__Exercise goal__.
Can the data below be set down again exactly, line for line?
[Opening Data section]
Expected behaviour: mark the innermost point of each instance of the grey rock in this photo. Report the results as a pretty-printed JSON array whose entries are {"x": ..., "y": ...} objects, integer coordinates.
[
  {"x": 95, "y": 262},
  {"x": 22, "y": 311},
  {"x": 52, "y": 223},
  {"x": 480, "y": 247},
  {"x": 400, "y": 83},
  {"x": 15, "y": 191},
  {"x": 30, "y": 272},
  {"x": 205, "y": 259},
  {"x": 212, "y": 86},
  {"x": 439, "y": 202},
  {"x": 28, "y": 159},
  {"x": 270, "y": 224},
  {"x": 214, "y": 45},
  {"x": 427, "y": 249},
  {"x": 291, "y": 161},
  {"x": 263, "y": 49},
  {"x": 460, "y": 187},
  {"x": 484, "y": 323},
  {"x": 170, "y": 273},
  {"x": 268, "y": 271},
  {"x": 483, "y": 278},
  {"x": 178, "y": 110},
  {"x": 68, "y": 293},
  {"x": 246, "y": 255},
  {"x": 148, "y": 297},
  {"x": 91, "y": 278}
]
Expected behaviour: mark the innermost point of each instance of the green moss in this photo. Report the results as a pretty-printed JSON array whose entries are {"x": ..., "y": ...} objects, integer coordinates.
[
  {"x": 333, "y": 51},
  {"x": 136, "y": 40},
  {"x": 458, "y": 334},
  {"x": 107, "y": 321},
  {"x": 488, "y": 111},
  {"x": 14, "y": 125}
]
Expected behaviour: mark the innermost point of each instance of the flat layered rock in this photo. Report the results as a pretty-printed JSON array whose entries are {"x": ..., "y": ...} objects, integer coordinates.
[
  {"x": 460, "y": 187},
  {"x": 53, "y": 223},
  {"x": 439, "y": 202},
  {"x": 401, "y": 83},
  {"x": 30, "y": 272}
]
[Closing Data section]
__Output__.
Expected behaviour: mark the innermost point of each instance of the grey rock in this photo. Report the results as a pretty-printed JSON array whose entries are {"x": ..., "y": ...} objects, integer coordinates.
[
  {"x": 95, "y": 262},
  {"x": 22, "y": 311},
  {"x": 52, "y": 223},
  {"x": 480, "y": 247},
  {"x": 400, "y": 83},
  {"x": 15, "y": 191},
  {"x": 30, "y": 272},
  {"x": 205, "y": 259},
  {"x": 212, "y": 86},
  {"x": 439, "y": 202},
  {"x": 28, "y": 159},
  {"x": 270, "y": 224},
  {"x": 214, "y": 45},
  {"x": 427, "y": 249},
  {"x": 291, "y": 161},
  {"x": 263, "y": 49},
  {"x": 460, "y": 187},
  {"x": 484, "y": 323},
  {"x": 170, "y": 273},
  {"x": 268, "y": 271},
  {"x": 483, "y": 278},
  {"x": 178, "y": 110},
  {"x": 68, "y": 293},
  {"x": 246, "y": 255},
  {"x": 148, "y": 297},
  {"x": 91, "y": 278}
]
Expected behaviour: mark the innermost point of each instance of the green moss in this photo. Report the results as a pretty-printed JSON array whose entries are {"x": ..., "y": ...} objects, integer coordinates.
[
  {"x": 333, "y": 51},
  {"x": 136, "y": 40},
  {"x": 458, "y": 334},
  {"x": 107, "y": 321},
  {"x": 488, "y": 111},
  {"x": 14, "y": 125}
]
Expected behaviour: mark the innermost point of each instance of the flat layered rock in this photo. Report the results as a pretty-printed JSON array whose entries are {"x": ..., "y": ...} objects, integer coordinates.
[
  {"x": 460, "y": 187},
  {"x": 53, "y": 223},
  {"x": 439, "y": 202},
  {"x": 401, "y": 83},
  {"x": 30, "y": 272}
]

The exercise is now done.